Source text:
-- -- --

Top dog in hard drive units

Western Digital reported a stonking first 2010 quarter yesterday, with record revenues and unit shipments, passing Seagate in drive unit production numbers for the first time.

Revenues for the quarter were $2.6bn, 66 per cent up or a billion dollars higher than the year-ago quarter. Net income was $400m, a massive jump from the $50m earned a year ago. WD made 51.1 million hard drives, almost 20 million more than the year-ago quarter's 31.6 million. This was a 62 per cent increase year-on-year and three per cent sequentially.

Western Digital exceeded Seagate's 50.3 million units after a long quarterly catch-up in production number terms. Seagate is still bigger than WD in market capitalisation terms - $9.83bn vs $9.30bn - but that measure looks likely to swing the other way if WD sustains its unit production numbers lead and builds its enterprise hard drive market sales faster than Seagate.

-- -- --

Data entries:
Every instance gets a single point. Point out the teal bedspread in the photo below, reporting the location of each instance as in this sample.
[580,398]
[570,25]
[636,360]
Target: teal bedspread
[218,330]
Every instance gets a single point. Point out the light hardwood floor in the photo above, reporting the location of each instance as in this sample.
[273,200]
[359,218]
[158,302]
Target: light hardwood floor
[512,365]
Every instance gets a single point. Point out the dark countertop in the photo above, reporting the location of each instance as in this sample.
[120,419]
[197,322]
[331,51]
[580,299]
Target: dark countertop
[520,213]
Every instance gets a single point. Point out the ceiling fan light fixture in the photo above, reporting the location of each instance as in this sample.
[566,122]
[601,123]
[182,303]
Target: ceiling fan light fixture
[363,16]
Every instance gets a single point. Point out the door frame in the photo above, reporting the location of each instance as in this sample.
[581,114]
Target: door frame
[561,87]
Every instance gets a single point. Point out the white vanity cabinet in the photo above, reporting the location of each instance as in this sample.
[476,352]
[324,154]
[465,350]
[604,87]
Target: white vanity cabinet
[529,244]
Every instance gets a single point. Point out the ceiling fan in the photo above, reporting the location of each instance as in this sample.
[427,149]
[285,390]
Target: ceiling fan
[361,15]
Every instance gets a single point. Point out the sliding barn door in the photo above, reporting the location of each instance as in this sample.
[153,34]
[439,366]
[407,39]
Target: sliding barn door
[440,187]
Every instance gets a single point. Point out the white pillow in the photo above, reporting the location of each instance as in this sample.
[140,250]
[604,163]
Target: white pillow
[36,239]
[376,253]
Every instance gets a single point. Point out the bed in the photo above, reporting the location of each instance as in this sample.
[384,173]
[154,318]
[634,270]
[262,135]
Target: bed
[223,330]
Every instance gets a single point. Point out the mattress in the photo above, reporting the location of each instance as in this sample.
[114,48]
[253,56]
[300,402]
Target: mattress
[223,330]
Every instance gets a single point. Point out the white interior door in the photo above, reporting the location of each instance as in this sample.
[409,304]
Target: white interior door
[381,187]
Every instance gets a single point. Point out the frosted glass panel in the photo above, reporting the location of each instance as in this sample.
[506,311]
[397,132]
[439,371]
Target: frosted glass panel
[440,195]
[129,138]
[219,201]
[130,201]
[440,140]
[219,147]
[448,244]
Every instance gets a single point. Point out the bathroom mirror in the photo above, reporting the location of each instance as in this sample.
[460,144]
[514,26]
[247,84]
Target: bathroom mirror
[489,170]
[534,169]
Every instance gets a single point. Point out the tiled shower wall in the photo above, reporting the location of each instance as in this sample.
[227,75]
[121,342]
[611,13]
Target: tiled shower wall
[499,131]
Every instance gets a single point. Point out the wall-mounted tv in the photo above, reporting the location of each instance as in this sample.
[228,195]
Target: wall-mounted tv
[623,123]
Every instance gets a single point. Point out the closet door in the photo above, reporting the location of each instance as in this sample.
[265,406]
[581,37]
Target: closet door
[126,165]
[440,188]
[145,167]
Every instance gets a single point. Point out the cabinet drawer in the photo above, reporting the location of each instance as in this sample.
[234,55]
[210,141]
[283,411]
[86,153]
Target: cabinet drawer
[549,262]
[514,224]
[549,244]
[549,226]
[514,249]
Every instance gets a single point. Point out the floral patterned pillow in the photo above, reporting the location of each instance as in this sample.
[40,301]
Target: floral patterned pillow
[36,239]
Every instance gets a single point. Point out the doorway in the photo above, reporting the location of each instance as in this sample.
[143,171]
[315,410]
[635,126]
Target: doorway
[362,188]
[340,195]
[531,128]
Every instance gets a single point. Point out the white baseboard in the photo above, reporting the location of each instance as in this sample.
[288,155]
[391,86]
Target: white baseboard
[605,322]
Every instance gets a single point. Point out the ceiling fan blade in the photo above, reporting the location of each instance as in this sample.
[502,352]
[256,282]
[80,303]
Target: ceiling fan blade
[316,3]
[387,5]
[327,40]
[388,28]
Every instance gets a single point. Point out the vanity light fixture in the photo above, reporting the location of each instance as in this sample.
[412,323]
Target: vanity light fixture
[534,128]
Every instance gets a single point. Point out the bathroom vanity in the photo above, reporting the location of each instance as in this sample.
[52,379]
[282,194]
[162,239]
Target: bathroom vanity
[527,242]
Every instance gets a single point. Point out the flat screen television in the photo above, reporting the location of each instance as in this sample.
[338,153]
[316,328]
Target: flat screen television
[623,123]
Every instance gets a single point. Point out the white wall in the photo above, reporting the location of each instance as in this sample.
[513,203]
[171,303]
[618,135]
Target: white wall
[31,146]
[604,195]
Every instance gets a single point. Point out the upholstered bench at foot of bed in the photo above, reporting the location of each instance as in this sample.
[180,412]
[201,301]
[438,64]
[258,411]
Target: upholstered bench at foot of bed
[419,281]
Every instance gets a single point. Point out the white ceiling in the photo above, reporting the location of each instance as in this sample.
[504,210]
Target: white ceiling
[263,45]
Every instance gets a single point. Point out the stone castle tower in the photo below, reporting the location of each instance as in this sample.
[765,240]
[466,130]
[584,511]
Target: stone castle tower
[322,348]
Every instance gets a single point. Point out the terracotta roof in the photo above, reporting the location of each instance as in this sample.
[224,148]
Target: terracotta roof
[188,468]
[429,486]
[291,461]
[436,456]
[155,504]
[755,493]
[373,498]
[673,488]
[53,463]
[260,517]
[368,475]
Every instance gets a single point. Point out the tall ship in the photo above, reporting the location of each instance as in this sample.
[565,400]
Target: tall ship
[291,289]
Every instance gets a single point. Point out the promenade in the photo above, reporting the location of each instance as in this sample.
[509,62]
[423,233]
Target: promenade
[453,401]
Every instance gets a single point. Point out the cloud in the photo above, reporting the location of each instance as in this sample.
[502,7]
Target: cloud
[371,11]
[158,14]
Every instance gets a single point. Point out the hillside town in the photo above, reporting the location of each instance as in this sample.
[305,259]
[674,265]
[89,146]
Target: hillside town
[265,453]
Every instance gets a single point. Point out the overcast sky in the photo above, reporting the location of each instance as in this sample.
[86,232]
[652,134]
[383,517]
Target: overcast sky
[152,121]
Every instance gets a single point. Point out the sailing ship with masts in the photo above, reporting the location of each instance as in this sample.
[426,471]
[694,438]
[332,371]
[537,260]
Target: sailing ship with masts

-- -- --

Requests:
(A) Condense the paragraph of the Western Digital article that begins "Revenues for the quarter were" into a short bulleted list that keeps its main figures.
(B) From the Western Digital article, reproduce the passage between "Western Digital reported" and "per cent sequentially.", inclusive.
The rows were taken from a separate source that has no connection to the Western Digital article.

The responses:
(A)
- Quarterly revenues: $2.6bn, up 66 per cent (about $1bn) year-on-year
- Net income: $400m, compared with $50m a year earlier
- Hard drives made: 51.1 million, versus 31.6 million a year earlier
- Unit growth: 62 per cent year-on-year and three per cent sequentially

(B)
Western Digital reported a stonking first 2010 quarter yesterday, with record revenues and unit shipments, passing Seagate in drive unit production numbers for the first time.

Revenues for the quarter were $2.6bn, 66 per cent up or a billion dollars higher than the year-ago quarter. Net income was $400m, a massive jump from the $50m earned a year ago. WD made 51.1 million hard drives, almost 20 million more than the year-ago quarter's 31.6 million. This was a 62 per cent increase year-on-year and three per cent sequentially.